객체 가리키기 데이터셋 발췌:
--

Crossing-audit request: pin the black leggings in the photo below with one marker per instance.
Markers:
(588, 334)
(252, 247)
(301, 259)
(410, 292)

--

# 과제 요구 사항
위에 있는 행을 모두 한 글자도 바꾸지 말고 그대로 옮겨 적으세요.

# 과제 답변
Crossing-audit request: pin the black leggings in the photo below with one marker per instance.
Markers:
(588, 334)
(252, 247)
(301, 259)
(410, 292)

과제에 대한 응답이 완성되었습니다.